Wednesday, May 3, 2023

Federal Reserve issues FOMC statement (May 3rd, 2023). Low Unemployment and High Federal Interest Rate

The Federal Reserve voted to increase the Federal Funds Rate from 5 to 5.25% Their goal is to get down to 2% eventually. You can read more about that within the 'Federal Reserve issues FOMC statement May 3rd, 2023'. The interest rate hike appears to be trying to slow the economy down more while not jeopardizing the banking system or industries (Its like this imperfect tool that is still dull. As our economic science develops that butter knife could become scalpel in economic policy). Is there something more to it? 

You will also find the following statements:

  -"Economic activity expanded at a modest pace in the first quarter. Job gains have been robust in recent months, and the unemployment rate has remained low. Inflation remains elevated."

  -"The U.S. banking system is sound and resilient. Tighter credit conditions for households and businesses are likely to weigh on economic activity, hiring, and inflation. The extent of these effects remains uncertain. The Committee remains highly attentive to inflation risks."

There maybe a connection between the high interest rate and the low unemployment rate. Consider, a study that indicates that when the interest fund rate decline unemployment rose. 'The Relationship Between Interest /Federal Funds Rate and Unemployment Rate in American Economy Outlooks.' The researchers state that there is statistically significant inverse relation between the Interest/Fed Rate and unemployment rate.

-"On our compute F-Test Statistics by rejecting H0 if "F" is more significant
than "Fα," the result came out TRUE that our F > Fα. This means the unemployment rate has a
statistically significant effect on the Fed funds rate at α=0.05."

DATASET EXCERPTS:

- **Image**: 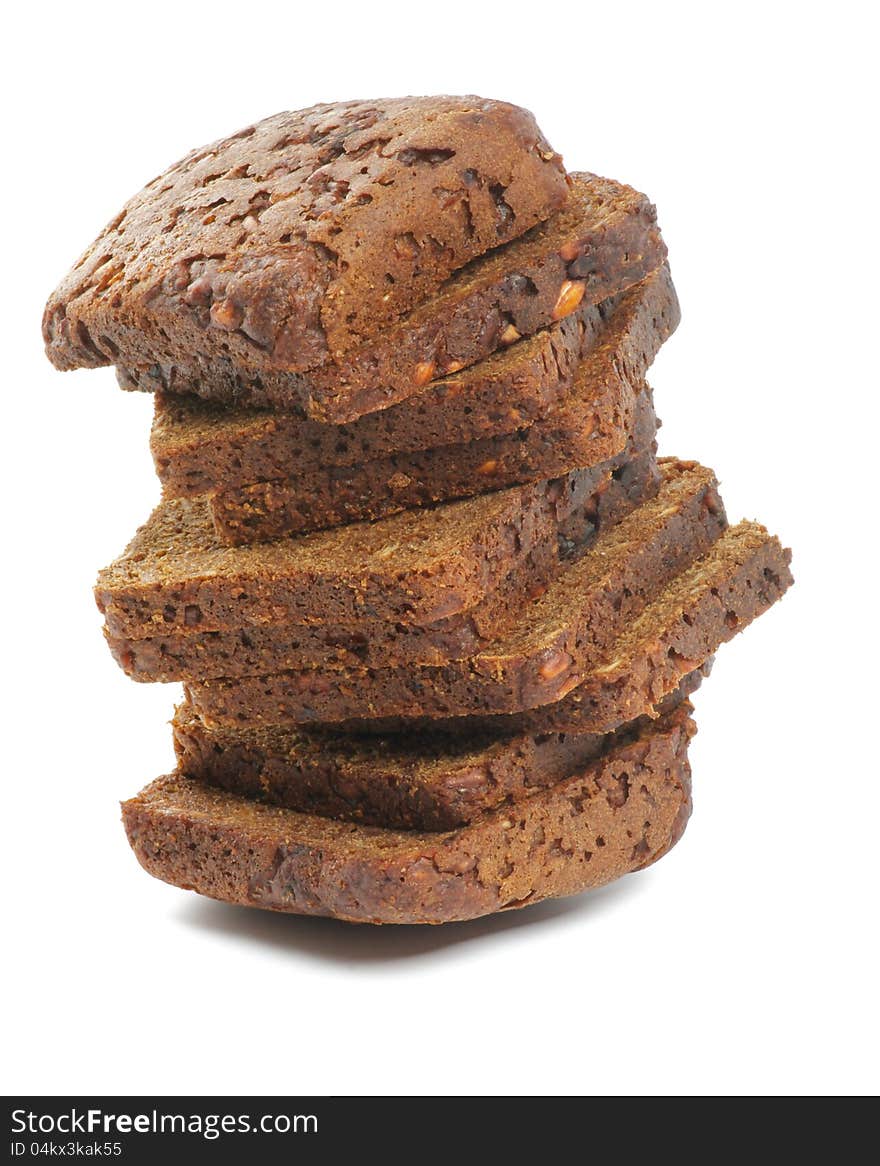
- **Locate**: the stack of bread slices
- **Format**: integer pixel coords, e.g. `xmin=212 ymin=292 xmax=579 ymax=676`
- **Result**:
xmin=44 ymin=97 xmax=790 ymax=923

TASKS TO PERFORM:
1. Based on the post about the Federal Reserve's May 3, 2023 statement, decide whether each statement is true. Answer yes or no for each, and quote the deciding words from the post.
(a) The Federal Reserve raised the Federal Funds Rate to 5.25%.
(b) The quoted statement calls the U.S. banking system fragile.
(c) The cited researchers report a positive relation between the Fed rate and the unemployment rate.
2. Resize the bounding-box coordinates in the answers of the records above by a factor of 0.75, rounding to whole numbers with halves going up. Reproduce every record line, requests included, and omit the pictures.

RESPONSES:
1.
(a) Yes: "The Federal Reserve voted to increase the Federal Funds Rate from 5 to 5.25%"
(b) No: "The U.S. banking system is sound and resilient."
(c) No: "there is statistically significant inverse relation between the Interest/Fed Rate and unemployment rate"

2.
- **Image**: 
- **Locate**: the stack of bread slices
- **Format**: integer pixel coords, e.g. `xmin=212 ymin=292 xmax=579 ymax=676`
- **Result**:
xmin=33 ymin=73 xmax=593 ymax=692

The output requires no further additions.